DESCRIPTION OF THE TASK - Print every line below exactly. Skip the pictures.
═════ INPUT RECORDS ═════
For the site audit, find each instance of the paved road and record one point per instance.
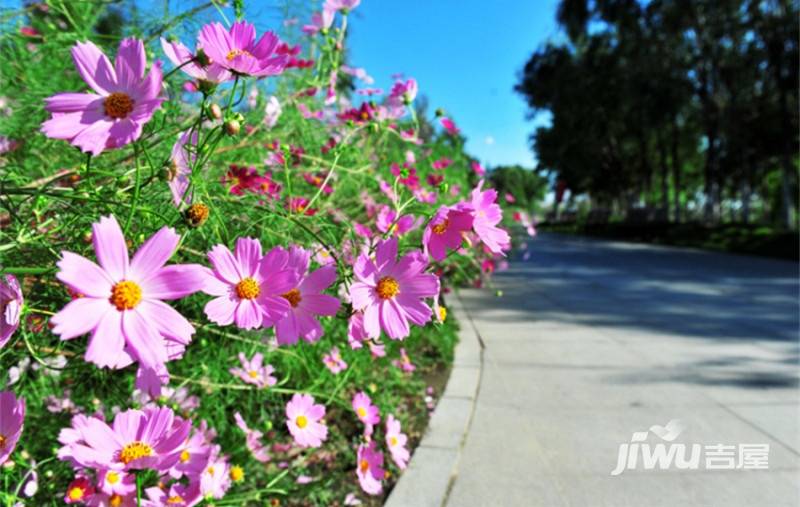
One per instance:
(593, 341)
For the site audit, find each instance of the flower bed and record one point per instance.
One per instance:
(222, 275)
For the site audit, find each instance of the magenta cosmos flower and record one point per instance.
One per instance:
(248, 286)
(396, 442)
(149, 439)
(391, 292)
(487, 215)
(237, 50)
(10, 307)
(306, 300)
(121, 301)
(370, 470)
(181, 56)
(12, 417)
(446, 230)
(367, 412)
(303, 420)
(255, 371)
(124, 99)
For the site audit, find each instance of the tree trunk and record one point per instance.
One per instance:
(676, 170)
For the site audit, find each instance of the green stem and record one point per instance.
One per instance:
(135, 200)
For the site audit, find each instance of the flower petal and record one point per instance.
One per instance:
(154, 253)
(248, 255)
(225, 264)
(144, 340)
(174, 282)
(84, 276)
(167, 320)
(80, 316)
(107, 343)
(94, 67)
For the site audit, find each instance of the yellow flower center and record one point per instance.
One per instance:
(236, 52)
(441, 228)
(75, 493)
(387, 287)
(248, 289)
(118, 105)
(197, 214)
(126, 295)
(237, 473)
(293, 297)
(134, 451)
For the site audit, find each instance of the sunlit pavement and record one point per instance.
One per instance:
(592, 341)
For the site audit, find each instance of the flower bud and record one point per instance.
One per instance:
(197, 214)
(232, 127)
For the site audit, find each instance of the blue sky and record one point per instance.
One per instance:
(465, 54)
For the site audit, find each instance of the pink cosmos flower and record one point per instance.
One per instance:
(79, 490)
(215, 479)
(370, 468)
(272, 111)
(254, 372)
(178, 495)
(122, 301)
(367, 412)
(306, 300)
(236, 49)
(180, 55)
(391, 292)
(303, 420)
(319, 21)
(449, 126)
(404, 363)
(253, 440)
(149, 439)
(247, 286)
(487, 215)
(446, 230)
(396, 442)
(113, 482)
(334, 362)
(124, 99)
(12, 419)
(388, 222)
(442, 163)
(181, 161)
(10, 307)
(355, 331)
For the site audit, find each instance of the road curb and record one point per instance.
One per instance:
(434, 466)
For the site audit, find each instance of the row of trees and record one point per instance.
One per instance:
(672, 104)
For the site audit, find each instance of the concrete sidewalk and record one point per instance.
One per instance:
(593, 341)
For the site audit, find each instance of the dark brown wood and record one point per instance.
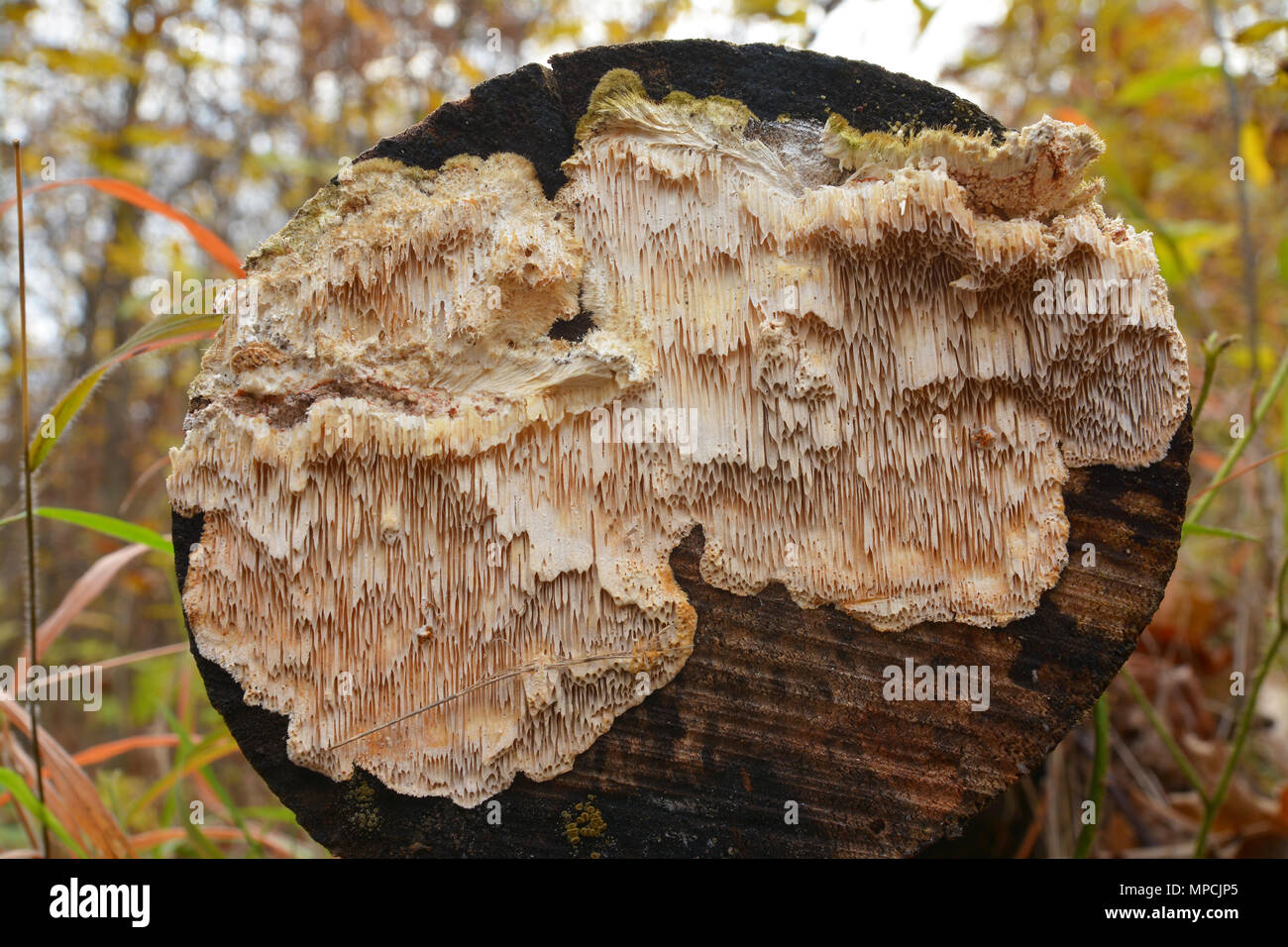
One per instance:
(777, 703)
═════
WRITTEN RESPONSE -
For the site audit, find each instance of the paved road and record one point per instance.
One per instance:
(593, 341)
For the site audit, find each instance of the flower bed and record one point per instance.
One per instance:
(222, 275)
For the site audit, find each instance of the magenta cosmos flower and record one point per instance.
One per instance:
(248, 286)
(396, 442)
(149, 439)
(391, 292)
(487, 215)
(237, 50)
(10, 307)
(306, 300)
(121, 301)
(370, 470)
(181, 56)
(12, 417)
(446, 230)
(367, 412)
(303, 420)
(255, 371)
(124, 99)
For the site audit, find each instance of the tree trunk and record one point per instance.
One per instance:
(676, 170)
For the site audit, find each instance of the green stem and record one point per instance.
One per instance:
(135, 200)
For the site audit, find each instance of the flower petal and record one point per instance.
One per instance:
(154, 253)
(248, 255)
(225, 264)
(144, 340)
(174, 282)
(84, 276)
(167, 320)
(80, 316)
(107, 343)
(94, 67)
For the site audit, find each instance of the yellow flower center and record one point per instance.
One per instance:
(236, 52)
(441, 228)
(75, 493)
(387, 287)
(248, 289)
(118, 105)
(197, 214)
(126, 295)
(237, 473)
(293, 297)
(134, 451)
For the site audit, find each instance of the sunlit pavement and record one point per instance.
One per instance:
(592, 341)
For the site audit, find each instance of the flower bud and record one point per instance.
One per instance:
(197, 214)
(232, 127)
For the site audit, find each instance of the blue sky and record one point per instance.
One per instance:
(465, 54)
For the site audit, find each instance of the pink cosmos flower and record one point per instance.
One per instance:
(79, 490)
(215, 479)
(370, 468)
(272, 111)
(254, 372)
(178, 495)
(122, 301)
(367, 412)
(306, 300)
(236, 49)
(180, 55)
(391, 292)
(303, 420)
(319, 21)
(449, 126)
(404, 363)
(253, 440)
(149, 439)
(247, 286)
(487, 215)
(446, 230)
(396, 442)
(113, 482)
(334, 362)
(124, 99)
(12, 419)
(388, 222)
(442, 163)
(181, 161)
(10, 307)
(355, 331)
For the site audit, find each instance of the road curb and record one point per instance.
One per instance:
(434, 466)
For the site audit, find each instance of the row of trees and record one point per instance.
One per instance:
(672, 104)
For the site audit, find each instance of the concrete sidewalk and record one point per instance.
One per instance:
(593, 341)
For the site audit, find each instance of the dark brown wood and record one point per instance.
One per instance:
(777, 703)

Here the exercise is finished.